### Try it
Read the records below. Copy each line where the string "water" occurs.

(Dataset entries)
———

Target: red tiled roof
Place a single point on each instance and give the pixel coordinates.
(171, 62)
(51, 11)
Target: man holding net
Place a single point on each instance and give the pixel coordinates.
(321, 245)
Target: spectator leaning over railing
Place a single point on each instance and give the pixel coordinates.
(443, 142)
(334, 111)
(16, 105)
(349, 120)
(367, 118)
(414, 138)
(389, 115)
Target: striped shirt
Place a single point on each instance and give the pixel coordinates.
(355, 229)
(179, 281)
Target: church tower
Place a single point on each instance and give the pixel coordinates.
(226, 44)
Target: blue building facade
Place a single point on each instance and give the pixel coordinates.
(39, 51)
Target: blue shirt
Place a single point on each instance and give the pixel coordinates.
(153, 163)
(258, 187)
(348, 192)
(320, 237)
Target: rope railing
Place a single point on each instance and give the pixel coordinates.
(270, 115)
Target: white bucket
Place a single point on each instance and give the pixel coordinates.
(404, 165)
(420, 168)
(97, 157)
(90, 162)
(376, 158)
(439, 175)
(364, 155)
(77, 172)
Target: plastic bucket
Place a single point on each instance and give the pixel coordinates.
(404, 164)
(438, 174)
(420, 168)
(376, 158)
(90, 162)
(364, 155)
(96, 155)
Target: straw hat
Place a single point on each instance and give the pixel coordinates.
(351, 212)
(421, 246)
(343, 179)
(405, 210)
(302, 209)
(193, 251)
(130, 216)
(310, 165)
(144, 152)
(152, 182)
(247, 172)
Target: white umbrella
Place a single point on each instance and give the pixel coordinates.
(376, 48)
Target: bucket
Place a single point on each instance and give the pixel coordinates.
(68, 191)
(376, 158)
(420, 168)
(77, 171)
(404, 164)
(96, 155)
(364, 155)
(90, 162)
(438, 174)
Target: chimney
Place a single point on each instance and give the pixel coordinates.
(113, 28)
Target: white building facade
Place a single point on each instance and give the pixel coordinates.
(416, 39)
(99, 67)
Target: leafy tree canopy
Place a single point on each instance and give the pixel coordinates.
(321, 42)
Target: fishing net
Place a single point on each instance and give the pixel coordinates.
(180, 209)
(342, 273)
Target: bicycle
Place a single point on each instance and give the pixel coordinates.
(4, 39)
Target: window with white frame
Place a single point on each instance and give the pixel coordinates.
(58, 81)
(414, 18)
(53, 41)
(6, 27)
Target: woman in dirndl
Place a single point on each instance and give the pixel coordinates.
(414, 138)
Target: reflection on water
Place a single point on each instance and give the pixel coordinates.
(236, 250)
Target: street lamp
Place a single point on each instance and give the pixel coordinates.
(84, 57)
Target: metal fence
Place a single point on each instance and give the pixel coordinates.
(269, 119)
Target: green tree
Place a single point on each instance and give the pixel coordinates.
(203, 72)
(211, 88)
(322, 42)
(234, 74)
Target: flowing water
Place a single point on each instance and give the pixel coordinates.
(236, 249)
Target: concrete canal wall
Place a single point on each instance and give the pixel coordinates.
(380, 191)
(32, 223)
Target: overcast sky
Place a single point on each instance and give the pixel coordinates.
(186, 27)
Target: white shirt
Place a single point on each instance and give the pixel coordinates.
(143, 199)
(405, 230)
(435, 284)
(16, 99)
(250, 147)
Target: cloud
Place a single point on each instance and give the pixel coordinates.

———

### Result of the task
Target: reflection on water
Target: flowing water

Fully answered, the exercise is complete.